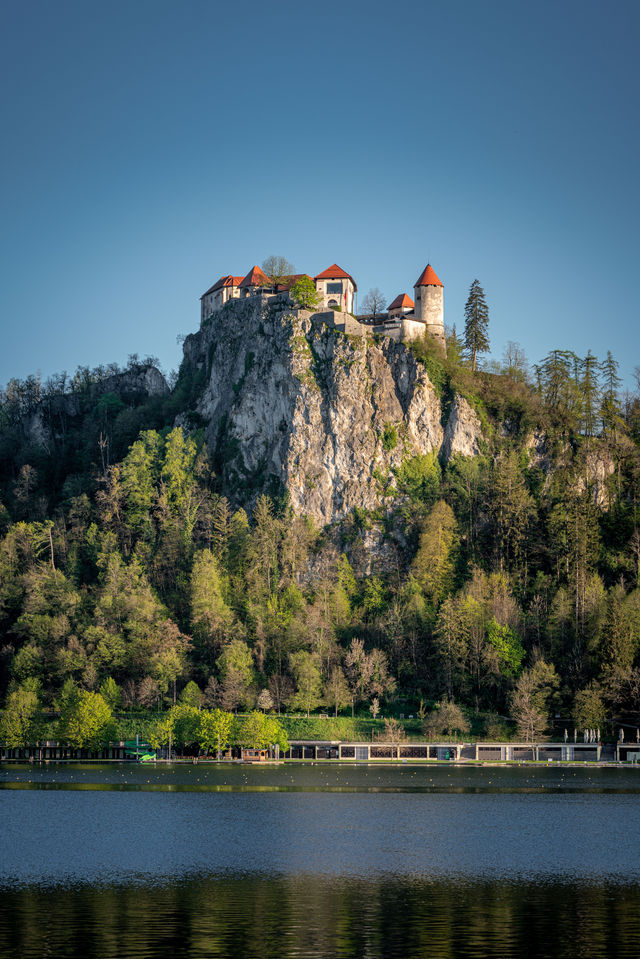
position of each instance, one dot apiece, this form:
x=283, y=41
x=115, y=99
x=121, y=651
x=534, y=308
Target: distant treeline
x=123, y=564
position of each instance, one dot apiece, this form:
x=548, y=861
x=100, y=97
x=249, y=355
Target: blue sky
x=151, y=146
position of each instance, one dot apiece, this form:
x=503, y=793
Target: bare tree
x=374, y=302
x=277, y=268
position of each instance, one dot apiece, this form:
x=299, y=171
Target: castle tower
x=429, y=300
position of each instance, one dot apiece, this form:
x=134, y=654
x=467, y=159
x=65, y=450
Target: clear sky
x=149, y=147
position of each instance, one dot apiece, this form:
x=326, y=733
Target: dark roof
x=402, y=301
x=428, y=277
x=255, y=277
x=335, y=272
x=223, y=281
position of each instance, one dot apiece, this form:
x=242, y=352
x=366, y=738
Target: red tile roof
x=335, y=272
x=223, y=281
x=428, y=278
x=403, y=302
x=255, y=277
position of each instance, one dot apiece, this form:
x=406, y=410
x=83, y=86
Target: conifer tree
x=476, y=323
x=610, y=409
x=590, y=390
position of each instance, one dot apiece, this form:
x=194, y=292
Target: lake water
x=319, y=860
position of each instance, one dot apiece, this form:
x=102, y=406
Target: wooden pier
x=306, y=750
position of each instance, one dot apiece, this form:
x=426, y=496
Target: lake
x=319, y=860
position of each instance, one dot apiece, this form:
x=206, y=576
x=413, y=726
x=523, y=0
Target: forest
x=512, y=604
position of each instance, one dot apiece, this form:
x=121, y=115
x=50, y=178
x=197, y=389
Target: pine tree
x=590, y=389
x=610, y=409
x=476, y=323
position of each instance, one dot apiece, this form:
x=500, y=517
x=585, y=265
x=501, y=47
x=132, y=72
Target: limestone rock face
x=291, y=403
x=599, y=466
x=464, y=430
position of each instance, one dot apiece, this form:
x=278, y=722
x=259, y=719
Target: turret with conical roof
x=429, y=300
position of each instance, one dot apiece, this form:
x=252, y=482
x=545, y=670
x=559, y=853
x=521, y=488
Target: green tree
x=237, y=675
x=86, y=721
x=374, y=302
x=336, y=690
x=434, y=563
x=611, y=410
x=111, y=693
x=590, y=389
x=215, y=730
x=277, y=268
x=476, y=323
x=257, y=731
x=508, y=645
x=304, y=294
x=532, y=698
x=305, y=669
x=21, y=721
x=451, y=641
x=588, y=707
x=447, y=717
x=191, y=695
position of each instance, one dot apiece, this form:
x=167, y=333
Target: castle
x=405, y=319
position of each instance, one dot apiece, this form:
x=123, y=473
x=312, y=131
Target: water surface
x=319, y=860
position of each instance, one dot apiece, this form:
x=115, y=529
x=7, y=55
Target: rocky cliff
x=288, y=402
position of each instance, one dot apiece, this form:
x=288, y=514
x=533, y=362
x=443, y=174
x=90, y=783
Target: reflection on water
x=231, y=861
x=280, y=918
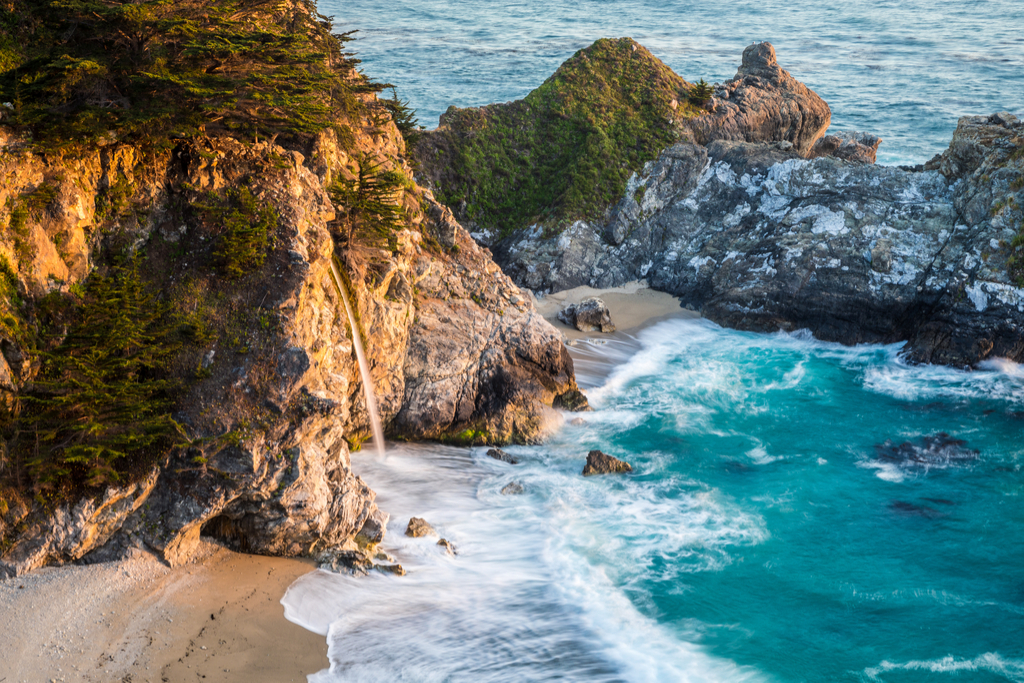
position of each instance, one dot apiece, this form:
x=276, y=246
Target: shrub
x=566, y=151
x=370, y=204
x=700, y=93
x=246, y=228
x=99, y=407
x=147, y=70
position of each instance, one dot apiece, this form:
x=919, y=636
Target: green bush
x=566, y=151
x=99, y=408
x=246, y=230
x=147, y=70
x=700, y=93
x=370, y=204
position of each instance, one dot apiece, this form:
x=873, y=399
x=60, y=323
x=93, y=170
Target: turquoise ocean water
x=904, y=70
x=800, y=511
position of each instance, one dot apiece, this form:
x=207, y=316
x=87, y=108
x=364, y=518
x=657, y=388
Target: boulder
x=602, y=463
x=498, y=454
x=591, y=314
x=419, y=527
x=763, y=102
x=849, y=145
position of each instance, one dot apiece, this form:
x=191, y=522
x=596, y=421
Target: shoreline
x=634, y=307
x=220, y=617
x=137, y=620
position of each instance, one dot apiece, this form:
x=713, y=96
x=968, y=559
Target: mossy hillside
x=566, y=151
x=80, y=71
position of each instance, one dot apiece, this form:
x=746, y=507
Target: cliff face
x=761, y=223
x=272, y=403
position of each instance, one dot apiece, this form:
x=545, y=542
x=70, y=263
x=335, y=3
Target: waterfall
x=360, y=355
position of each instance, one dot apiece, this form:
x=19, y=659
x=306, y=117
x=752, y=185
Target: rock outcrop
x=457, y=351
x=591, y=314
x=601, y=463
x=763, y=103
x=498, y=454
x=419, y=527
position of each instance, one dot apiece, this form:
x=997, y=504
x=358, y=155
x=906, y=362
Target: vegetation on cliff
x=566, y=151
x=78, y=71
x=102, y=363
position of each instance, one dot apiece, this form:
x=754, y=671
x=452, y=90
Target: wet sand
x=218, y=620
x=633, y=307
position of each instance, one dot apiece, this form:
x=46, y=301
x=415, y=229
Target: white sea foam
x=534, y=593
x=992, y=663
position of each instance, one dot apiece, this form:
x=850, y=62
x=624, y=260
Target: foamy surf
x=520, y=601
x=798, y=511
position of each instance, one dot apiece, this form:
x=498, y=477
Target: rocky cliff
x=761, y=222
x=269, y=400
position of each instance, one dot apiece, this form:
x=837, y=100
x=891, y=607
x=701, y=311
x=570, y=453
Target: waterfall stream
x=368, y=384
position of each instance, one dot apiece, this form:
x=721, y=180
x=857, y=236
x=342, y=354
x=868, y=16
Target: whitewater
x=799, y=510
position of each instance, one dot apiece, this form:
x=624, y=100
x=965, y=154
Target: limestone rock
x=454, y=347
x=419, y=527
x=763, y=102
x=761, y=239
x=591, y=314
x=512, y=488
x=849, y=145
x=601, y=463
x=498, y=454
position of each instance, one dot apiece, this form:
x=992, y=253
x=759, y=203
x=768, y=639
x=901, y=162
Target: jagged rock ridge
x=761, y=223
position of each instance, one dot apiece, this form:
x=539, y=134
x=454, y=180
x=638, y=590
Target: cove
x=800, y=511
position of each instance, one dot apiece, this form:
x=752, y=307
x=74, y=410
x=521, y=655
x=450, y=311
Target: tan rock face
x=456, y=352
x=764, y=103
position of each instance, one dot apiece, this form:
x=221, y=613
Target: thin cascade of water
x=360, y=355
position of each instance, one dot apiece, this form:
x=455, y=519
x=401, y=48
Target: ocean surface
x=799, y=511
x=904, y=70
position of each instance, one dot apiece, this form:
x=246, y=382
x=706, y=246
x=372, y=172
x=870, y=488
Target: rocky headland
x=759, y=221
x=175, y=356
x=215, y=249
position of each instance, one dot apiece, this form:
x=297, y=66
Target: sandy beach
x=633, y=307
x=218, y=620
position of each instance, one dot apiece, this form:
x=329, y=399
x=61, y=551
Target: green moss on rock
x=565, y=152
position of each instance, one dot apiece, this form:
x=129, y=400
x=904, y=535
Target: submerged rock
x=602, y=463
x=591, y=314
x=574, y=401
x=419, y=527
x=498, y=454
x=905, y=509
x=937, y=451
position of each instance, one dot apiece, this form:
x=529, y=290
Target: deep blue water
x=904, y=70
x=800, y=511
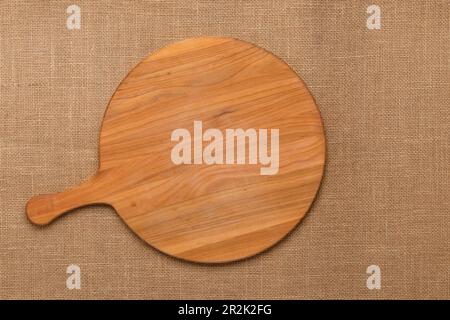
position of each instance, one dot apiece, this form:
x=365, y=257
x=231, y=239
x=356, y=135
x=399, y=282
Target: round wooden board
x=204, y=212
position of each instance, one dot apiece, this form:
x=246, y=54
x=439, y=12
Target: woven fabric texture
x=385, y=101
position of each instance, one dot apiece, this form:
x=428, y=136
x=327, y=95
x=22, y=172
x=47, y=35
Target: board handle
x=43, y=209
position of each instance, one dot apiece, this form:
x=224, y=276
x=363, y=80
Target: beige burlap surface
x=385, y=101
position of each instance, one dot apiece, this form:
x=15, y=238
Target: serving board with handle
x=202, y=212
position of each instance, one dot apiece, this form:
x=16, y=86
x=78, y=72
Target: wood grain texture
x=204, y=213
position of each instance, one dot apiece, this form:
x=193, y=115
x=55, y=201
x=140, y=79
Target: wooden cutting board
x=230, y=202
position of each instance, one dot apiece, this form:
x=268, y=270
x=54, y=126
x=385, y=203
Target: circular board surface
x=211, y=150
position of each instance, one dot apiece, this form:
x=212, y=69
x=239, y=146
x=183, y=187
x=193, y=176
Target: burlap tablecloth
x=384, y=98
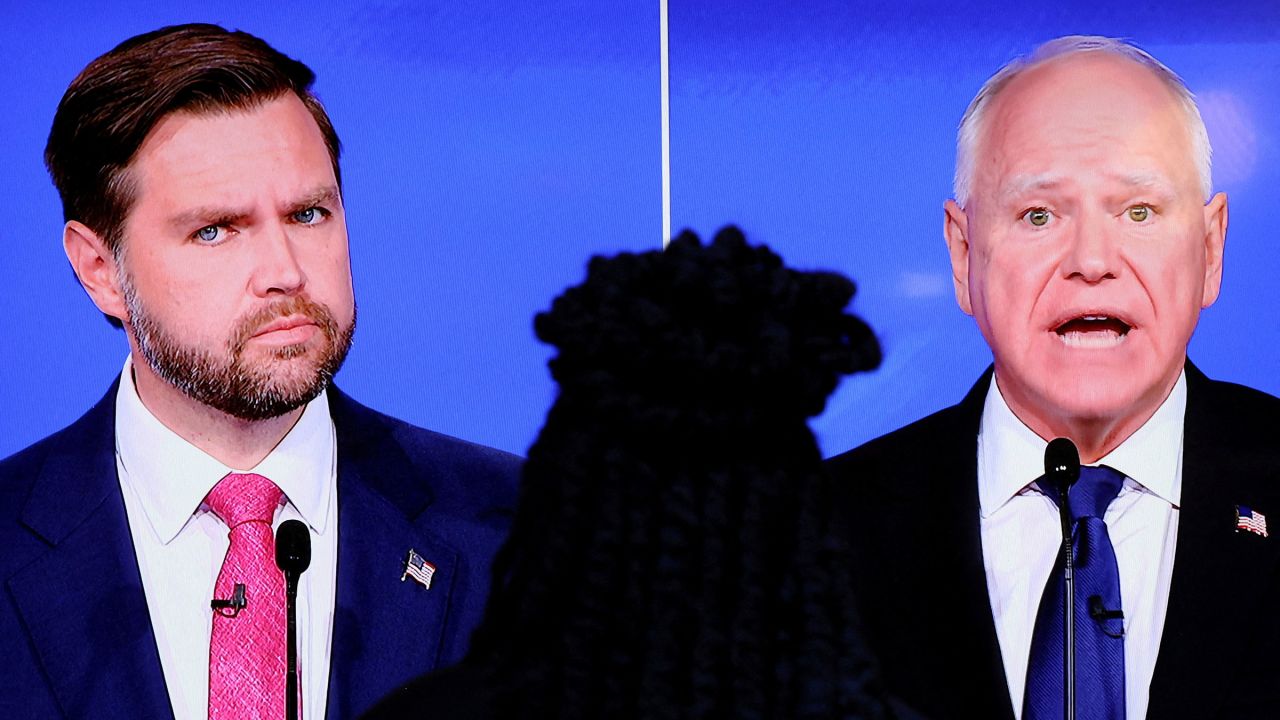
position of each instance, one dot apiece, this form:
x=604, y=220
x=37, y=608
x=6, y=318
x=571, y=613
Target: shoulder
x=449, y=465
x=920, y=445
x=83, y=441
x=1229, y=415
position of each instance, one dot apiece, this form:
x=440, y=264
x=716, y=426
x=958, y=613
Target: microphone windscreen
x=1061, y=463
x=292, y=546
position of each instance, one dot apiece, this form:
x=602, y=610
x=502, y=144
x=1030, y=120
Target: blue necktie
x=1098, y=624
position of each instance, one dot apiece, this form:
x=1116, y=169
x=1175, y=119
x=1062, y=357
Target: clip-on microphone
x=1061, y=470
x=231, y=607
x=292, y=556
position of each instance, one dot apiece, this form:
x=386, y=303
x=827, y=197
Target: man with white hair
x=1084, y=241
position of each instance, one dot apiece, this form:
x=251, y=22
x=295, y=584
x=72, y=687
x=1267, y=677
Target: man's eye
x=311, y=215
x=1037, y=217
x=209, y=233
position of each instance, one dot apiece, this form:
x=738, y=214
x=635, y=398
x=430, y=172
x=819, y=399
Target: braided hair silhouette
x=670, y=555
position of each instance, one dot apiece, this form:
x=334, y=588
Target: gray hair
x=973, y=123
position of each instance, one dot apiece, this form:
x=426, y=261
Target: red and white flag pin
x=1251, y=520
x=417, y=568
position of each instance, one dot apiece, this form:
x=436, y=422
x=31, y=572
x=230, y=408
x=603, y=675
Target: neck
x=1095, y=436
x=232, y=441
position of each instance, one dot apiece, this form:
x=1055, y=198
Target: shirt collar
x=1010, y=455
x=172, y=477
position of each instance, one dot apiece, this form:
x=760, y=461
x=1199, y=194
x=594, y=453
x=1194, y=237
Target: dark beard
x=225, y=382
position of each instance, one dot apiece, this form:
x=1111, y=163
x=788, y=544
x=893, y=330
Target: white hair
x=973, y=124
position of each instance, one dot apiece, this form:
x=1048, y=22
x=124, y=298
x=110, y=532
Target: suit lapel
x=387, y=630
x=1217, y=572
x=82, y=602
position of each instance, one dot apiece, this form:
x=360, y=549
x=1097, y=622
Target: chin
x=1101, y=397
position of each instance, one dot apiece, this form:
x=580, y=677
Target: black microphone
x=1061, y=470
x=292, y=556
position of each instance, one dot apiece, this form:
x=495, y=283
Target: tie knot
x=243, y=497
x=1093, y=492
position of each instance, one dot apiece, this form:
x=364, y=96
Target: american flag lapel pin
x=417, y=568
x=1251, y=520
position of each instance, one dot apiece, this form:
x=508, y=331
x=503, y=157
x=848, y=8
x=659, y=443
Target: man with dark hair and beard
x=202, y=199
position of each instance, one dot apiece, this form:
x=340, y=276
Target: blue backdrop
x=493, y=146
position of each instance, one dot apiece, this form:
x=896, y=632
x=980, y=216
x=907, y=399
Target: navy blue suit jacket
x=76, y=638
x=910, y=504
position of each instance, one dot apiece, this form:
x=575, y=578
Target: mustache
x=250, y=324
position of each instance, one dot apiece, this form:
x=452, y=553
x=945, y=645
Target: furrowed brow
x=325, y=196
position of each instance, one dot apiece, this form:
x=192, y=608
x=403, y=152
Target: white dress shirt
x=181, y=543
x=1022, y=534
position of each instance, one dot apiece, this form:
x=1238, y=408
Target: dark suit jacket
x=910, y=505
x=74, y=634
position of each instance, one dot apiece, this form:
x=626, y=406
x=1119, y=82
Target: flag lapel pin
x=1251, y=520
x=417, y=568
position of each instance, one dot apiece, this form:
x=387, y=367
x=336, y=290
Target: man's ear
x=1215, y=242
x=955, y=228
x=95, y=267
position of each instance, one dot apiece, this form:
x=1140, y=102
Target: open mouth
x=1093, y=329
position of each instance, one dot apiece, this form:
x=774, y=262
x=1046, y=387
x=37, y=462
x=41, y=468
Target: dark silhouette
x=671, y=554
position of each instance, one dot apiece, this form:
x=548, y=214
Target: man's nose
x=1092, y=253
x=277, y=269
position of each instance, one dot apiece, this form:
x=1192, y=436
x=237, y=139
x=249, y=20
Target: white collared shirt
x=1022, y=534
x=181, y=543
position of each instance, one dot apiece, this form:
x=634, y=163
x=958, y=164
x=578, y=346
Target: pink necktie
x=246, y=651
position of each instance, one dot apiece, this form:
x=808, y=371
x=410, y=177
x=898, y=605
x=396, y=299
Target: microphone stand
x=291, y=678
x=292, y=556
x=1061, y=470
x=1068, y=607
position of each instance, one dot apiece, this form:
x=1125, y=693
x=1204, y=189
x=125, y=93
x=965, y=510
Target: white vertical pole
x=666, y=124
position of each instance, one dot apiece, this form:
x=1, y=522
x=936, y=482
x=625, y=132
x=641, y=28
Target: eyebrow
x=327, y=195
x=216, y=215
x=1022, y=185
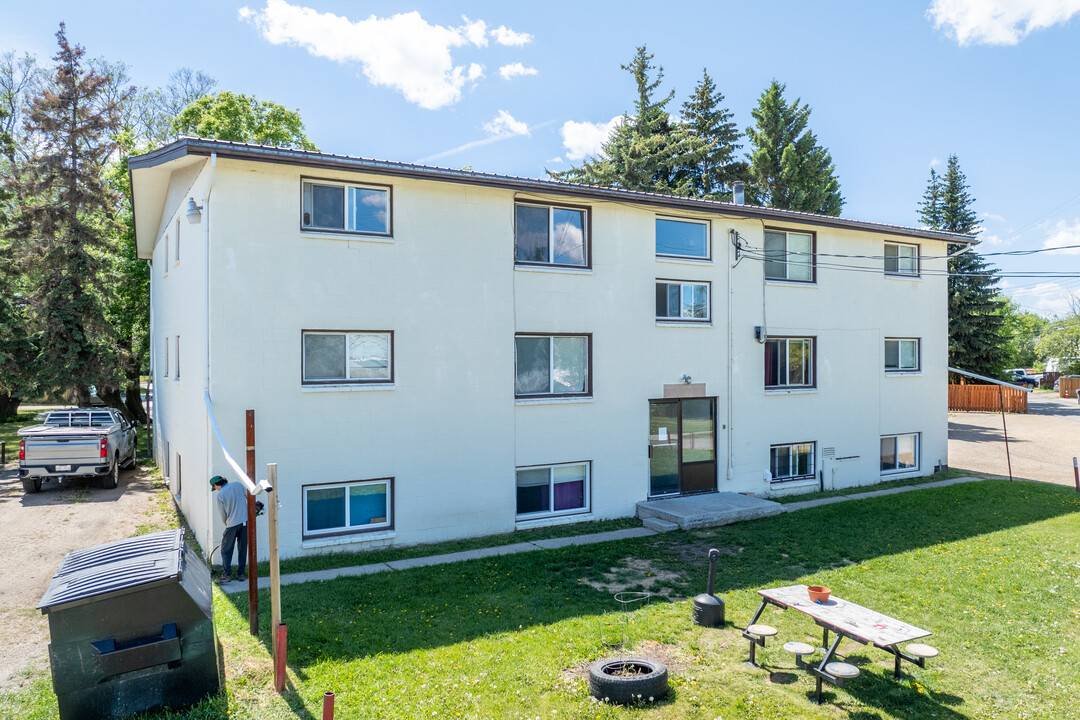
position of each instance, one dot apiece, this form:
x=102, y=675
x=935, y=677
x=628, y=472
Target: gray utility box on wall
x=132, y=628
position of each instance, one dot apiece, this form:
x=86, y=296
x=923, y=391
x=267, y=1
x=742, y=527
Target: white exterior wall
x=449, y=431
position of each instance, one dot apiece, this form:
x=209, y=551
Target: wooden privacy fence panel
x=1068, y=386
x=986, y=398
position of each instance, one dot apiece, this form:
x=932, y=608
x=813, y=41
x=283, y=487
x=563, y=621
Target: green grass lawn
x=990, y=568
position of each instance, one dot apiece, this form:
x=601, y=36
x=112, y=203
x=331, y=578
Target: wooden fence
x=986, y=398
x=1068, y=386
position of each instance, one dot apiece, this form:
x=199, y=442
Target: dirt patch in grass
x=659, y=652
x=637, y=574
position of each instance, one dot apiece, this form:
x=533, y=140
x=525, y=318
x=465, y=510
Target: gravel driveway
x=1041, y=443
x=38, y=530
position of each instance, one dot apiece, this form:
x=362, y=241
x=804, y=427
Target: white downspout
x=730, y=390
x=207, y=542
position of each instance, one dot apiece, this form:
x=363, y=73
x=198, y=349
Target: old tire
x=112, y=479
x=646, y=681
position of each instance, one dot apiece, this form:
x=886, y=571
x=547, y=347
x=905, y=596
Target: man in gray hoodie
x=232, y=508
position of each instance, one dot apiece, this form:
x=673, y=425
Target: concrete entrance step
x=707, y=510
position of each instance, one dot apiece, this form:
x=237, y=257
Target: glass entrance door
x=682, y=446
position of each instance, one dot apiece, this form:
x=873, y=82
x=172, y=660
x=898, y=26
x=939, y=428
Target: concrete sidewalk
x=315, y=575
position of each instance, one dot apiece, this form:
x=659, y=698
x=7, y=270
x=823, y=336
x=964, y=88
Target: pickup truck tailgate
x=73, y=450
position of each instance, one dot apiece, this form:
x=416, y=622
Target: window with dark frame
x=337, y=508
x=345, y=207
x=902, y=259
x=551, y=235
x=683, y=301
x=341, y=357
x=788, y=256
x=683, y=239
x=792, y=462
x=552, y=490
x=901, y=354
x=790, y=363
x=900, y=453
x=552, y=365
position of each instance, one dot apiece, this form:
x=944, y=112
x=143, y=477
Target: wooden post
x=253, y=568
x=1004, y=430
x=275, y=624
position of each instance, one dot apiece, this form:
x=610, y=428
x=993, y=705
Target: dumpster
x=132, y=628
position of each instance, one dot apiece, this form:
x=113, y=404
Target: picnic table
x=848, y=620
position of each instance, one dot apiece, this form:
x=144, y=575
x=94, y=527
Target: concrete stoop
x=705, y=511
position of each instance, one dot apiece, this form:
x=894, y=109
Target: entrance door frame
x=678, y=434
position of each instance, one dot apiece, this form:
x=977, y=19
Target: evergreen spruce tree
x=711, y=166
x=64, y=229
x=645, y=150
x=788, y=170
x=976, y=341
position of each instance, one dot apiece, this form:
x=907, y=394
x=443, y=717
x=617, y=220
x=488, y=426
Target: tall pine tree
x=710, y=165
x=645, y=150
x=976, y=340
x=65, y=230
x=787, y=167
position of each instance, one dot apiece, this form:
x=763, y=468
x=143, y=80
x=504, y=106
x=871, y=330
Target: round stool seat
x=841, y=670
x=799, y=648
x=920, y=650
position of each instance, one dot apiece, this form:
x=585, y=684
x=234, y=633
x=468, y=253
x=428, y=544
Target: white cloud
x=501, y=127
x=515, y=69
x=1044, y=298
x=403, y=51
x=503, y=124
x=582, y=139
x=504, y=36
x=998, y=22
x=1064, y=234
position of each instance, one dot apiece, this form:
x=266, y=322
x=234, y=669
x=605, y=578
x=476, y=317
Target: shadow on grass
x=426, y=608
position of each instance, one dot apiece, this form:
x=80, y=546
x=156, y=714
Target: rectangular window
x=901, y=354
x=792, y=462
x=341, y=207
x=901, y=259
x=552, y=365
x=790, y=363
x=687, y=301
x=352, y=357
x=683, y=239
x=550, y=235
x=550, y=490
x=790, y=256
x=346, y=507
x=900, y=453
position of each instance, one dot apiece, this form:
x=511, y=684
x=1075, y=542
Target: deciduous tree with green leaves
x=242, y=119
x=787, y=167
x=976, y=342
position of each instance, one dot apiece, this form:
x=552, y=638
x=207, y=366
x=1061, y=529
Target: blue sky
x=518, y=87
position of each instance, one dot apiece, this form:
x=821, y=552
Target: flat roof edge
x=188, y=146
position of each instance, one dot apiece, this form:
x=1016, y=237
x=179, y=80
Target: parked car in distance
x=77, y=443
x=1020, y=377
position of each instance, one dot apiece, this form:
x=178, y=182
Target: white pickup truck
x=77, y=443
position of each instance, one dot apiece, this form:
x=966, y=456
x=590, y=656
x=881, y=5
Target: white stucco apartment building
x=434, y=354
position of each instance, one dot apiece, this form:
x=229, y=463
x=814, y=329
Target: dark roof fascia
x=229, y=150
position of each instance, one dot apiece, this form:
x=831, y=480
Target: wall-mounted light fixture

--------------------------------

• [Aim] Please convert the rows from their very start through the line containing "x=151, y=146", that line included, into a Markdown table with the columns Number and Text. Give each line its own numbered entry, skip blank lines, and leave the pictures out.

• [Output below]
| Number | Text |
|---|---|
| 1 | position of each instance, one dot apiece, this form: |
| 2 | x=283, y=41 |
| 3 | x=115, y=99 |
| 4 | x=121, y=651 |
| 5 | x=534, y=308 |
| 6 | Target: distant treeline |
| 7 | x=123, y=564 |
| 8 | position of each instance, one dot apiece, this form: |
| 9 | x=548, y=861 |
| 10 | x=100, y=97 |
| 11 | x=249, y=355 |
| 12 | Target: blue sky |
| 13 | x=151, y=146 |